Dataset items
┄┄┄┄┄┄┄┄┄┄

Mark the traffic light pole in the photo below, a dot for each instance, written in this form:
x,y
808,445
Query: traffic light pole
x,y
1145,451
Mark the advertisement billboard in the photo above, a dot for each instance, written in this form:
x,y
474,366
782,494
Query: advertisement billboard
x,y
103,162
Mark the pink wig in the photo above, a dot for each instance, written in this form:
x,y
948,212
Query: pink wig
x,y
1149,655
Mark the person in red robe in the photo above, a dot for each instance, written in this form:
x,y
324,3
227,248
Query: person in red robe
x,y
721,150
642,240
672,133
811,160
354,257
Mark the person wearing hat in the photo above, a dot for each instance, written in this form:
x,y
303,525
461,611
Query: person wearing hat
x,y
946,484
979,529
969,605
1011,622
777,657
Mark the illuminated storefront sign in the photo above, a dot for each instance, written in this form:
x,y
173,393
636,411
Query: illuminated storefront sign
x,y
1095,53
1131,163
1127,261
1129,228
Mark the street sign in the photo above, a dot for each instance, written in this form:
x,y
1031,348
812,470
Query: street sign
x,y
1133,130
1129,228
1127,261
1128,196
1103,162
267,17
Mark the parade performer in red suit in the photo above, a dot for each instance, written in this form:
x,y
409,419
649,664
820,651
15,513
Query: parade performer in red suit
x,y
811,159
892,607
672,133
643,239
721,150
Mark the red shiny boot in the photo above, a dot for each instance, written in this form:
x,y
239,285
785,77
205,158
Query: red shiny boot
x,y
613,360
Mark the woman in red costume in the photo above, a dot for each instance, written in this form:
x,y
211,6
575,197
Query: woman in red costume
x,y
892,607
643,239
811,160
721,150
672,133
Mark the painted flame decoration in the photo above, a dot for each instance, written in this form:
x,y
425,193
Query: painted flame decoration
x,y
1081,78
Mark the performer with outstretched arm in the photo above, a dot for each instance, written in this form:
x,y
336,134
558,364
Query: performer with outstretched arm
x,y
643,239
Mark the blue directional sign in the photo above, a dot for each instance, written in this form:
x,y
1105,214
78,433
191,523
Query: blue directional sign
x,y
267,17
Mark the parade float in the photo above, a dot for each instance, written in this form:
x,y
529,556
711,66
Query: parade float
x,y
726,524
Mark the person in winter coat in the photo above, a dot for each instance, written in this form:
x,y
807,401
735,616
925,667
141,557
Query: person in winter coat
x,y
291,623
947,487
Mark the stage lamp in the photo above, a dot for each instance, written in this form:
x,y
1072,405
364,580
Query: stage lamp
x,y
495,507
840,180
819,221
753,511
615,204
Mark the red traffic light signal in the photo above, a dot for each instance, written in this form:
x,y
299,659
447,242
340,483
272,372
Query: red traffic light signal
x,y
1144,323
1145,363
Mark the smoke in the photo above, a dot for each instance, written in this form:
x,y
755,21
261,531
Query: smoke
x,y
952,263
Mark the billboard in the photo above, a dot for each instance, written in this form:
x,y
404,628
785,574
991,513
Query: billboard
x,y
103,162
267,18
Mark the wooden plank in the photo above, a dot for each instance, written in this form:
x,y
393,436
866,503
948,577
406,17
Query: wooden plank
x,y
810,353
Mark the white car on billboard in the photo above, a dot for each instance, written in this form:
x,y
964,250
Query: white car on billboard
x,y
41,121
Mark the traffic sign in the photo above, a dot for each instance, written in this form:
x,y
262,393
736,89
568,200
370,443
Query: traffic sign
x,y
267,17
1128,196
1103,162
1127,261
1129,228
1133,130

┄┄┄┄┄┄┄┄┄┄

| YOUR OBJECTIVE |
Reproduce every one of the entries above verbatim, line for line.

| EXERCISE SOLUTION |
Mark the traffic light pole in the photo below, a dot for each instance, written in this form:
x,y
808,445
Query: traffic light pole
x,y
1145,451
Mark the advertisement billboard in the photo above, a dot for each instance, written in this form:
x,y
474,366
782,494
Query: advertisement billboard
x,y
103,162
Mark the pink wig in the photo above, a dot for each instance, written in this form:
x,y
948,212
Query: pink wig
x,y
1149,655
Mark the person in red robe in the photo above, a dot for each instance, written in this form:
x,y
324,3
227,248
Query: person in red robe
x,y
721,150
642,240
672,133
811,160
354,257
Mark the person wearing hat in the photo above, a dot for each instance, written in this form:
x,y
303,525
461,611
Query: person wearing hat
x,y
946,484
979,529
969,605
1011,622
777,657
Mark the illuminated storefront sign in the photo above, a dot for each instance, written in this form:
x,y
173,393
636,411
Query: illuminated storefront sign
x,y
1095,53
1131,163
1127,261
1129,228
Mark the street sign in the photo above, a dot for each instance, written in this form:
x,y
1031,348
812,470
Query: street sign
x,y
1133,130
1129,228
1127,261
1128,196
1103,162
267,17
Mark the parade performer in red suit in the photo above, a dot for each instance, written in this form:
x,y
409,419
649,664
820,651
15,513
Query: parade performer in red suit
x,y
811,159
892,607
672,133
643,239
721,150
Mark the red shiny boot in the photo above, a dot for each instance, written in this form:
x,y
239,285
785,77
205,158
Query: red shiny boot
x,y
613,360
Mark the woman in red costume in the photo above, a dot for each instance, written in this form:
x,y
211,6
575,197
Query: woman in red costume
x,y
892,607
643,239
811,160
721,150
672,133
Mark the painted flame decoration in the photo above, a dot for each instance, written in this form:
x,y
425,193
Query: painted flame decoration
x,y
1081,78
Mark the performer with outstretched arm in the photo above, a dot for each instance, written in this form:
x,y
336,134
558,364
Query: performer with outstretched arm
x,y
643,239
Mark the blue directional sign in the photo above, a dot for each instance, written in this form:
x,y
1105,214
78,433
191,523
Query: blue directional sign
x,y
267,17
Mark the parade float in the photo above, a dot for each instance, written in this form:
x,y
529,556
711,66
Query: parade float
x,y
726,524
Mark the person in winter coat in the photo above, a dot for each instance, written in this form:
x,y
807,401
735,616
925,667
141,557
Query: person in winter coat
x,y
291,623
947,487
Mark the stage lamp in the photo above, a dot for each instance, written in this form:
x,y
1072,405
364,580
Query: stage lamp
x,y
495,507
840,180
819,221
753,511
615,204
Mark the red traffic light signal in the photo above, a dot for each instance, written in this form:
x,y
299,659
447,242
340,483
272,372
Query: red traffic light signal
x,y
1144,323
1145,363
Mark the smoke in the photo above, a dot for each instance, written in this form:
x,y
755,21
261,531
Query: smoke
x,y
952,263
Mark the billboard in the photo above, a dot for each instance, written in this form:
x,y
404,628
785,574
991,513
Query: billboard
x,y
103,162
267,18
Mark the wooden plank in the photo above, a dot for each instance, written in this form:
x,y
393,436
866,503
948,577
406,17
Query: wooden plank
x,y
810,353
Mark the white car on billboard in the photo above, a dot for each instance, written in this form:
x,y
964,250
Query: white car on billboard
x,y
41,121
Mark the traffic sign in the photo above, a dot for each instance, written in this form:
x,y
262,393
736,89
568,200
370,443
Query: traffic sign
x,y
267,17
1128,196
1103,162
1127,261
1129,228
1133,130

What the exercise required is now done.